* [Lista de tarefas]
1. Transcreva do excerto sobre o filme «Fantasia Lusitana» o trecho entre "Mas ainda bem" e "serve de base.", incluindo ambos.
2. Segundo o excerto sobre o filme «Fantasia Lusitana», de que festival foi este filme a abertura oficial?
3. Prolongue o excerto sobre o filme «Fantasia Lusitana» a partir do ponto em que termina.

* [Excerto do documento]
Raramente um título terá sido tão ajustado a um filme. E "Fantasia Lusitana" passa a ser ponto de paragem obrigatório para olhar para Portugal.

Não era necessariamente aqui que esperávamos encontrar João Canijo, depois das explorações impiedosas do Portugal contemporâneo que foram "Noite Escura" ou "Mal Nascida" - aqui, entenda-se, num filme que está do lado do documentário, mais até do ensaio, do que da ficção.
Mas ainda bem que o encontramos aqui, porque "Fantasia Lusitana", abertura oficial inteiramente merecida do IndieLisboa, faz corpo com o olhar sobre Portugal dos seus filmes anteriores, mostrando como o Portugal de hoje decorre do Portugal de ontem - ou como o Portugal de ontem continua no Portugal de hoje.

"Tudo pela nação" são as primeiras palavras que se ouvem. São palavras que ilustram imagens de moços lusitanos que erguem bandeiras de sinais, que vêm de um jornal de actualidades cinematográficas de 1940, revelando desde logo o alucinante trabalho de pesquisa de imagens que lhe serve de base.

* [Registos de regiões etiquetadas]
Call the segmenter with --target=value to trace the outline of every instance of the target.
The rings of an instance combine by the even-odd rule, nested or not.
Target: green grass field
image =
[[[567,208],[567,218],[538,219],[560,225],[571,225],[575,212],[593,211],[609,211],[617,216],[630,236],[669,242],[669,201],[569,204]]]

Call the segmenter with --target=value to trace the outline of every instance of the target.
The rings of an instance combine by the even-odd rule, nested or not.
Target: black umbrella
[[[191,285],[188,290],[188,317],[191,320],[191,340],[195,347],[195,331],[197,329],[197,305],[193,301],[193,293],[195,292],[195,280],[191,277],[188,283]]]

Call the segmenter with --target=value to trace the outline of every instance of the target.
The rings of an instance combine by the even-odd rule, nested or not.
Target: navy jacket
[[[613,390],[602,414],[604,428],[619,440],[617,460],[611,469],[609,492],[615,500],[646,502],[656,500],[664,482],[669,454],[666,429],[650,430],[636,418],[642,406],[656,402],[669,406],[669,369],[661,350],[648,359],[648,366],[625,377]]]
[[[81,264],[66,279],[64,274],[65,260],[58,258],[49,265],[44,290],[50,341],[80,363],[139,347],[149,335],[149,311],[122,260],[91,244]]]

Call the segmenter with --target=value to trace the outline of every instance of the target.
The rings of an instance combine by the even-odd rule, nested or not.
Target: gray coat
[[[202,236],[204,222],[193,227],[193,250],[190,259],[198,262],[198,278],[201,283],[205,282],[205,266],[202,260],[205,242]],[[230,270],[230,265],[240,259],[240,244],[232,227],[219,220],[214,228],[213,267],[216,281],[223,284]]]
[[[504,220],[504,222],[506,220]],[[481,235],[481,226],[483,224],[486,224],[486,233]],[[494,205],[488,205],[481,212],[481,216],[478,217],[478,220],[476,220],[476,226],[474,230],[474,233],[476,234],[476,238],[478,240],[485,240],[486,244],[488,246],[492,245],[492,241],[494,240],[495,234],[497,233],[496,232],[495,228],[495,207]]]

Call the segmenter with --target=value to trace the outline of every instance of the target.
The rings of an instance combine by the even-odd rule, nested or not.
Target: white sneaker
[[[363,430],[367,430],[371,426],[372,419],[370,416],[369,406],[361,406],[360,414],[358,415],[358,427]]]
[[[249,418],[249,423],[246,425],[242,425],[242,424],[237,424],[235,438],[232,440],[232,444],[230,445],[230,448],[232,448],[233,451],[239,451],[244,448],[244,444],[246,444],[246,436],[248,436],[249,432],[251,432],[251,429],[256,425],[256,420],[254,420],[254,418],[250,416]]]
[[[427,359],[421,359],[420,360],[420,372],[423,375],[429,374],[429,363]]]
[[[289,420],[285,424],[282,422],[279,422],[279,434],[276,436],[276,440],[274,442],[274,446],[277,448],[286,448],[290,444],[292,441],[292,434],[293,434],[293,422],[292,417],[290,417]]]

* [Respostas por tarefa]
1.
Mas ainda bem que o encontramos aqui, porque "Fantasia Lusitana", abertura oficial inteiramente merecida do IndieLisboa, faz corpo com o olhar sobre Portugal dos seus filmes anteriores, mostrando como o Portugal de hoje decorre do Portugal de ontem - ou como o Portugal de ontem continua no Portugal de hoje.

"Tudo pela nação" são as primeiras palavras que se ouvem. São palavras que ilustram imagens de moços lusitanos que erguem bandeiras de sinais, que vêm de um jornal de actualidades cinematográficas de 1940, revelando desde logo o alucinante trabalho de pesquisa de imagens que lhe serve de base.

2. Do IndieLisboa.

3.
Canijo e o seu montador João Braz organizam com um virtuosismo avassalador, ao longo de 67 minutos, as imagens pesquisadas (que terminam, já a cores, com a inauguração do Cristo-Rei em 1959). Usam a Exposição do Mundo Português de 1940 como ponto central, e justapõem-lhe textos de três viajantes célebres que passaram por Lisboa durante a II Guerra Mundial - Alfred Döblin (o autor de "Berlin Alexanderplatz", na voz de Rüdiger Vogler; Erika Mann, filha de Thomas Mann, na voz de Hanna Schygulla; e Antoine de Saint-Exupéry, o autor do "Principezinho", na voz de Christian Patey).



O cruzamento das imagens triunfalistas do Portugal paradisíaco que as imagens de época sugerem e o olhar simultaneamente poético e lúcido dos textos lidos em "off"s funciona, então, como uma desmontagem metódica e meticulosa desse inicial "tudo pela nação" salazarista. E, de um modo perturbante, ilustra ao mesmo tempo o Portugal dos anos 1940, o Portugal do século XIX tal como Eça de Queiroz o imortalizou e o Portugal contemporâneo, traçando uma linhagem constante e coerente, desenhando um país cujos "brandos costumes" parecem, afinal, continuar a existir.

Ou seja, um país de fantasistas e fingidores, um país a duas velocidades das quais uma é uma simples fachada para "inglês ver" mas na qual, paradoxalmente, são os estrangeiros que menos acreditam, um país onde todos se preocupam com o supérfluo e o essencial fica para segundas núpcias.

Raramente um título terá sido tão ajustado a um filme. E "Fantasia Lusitana" passa a ser ponto de paragem obrigatório para olhar para Portugal.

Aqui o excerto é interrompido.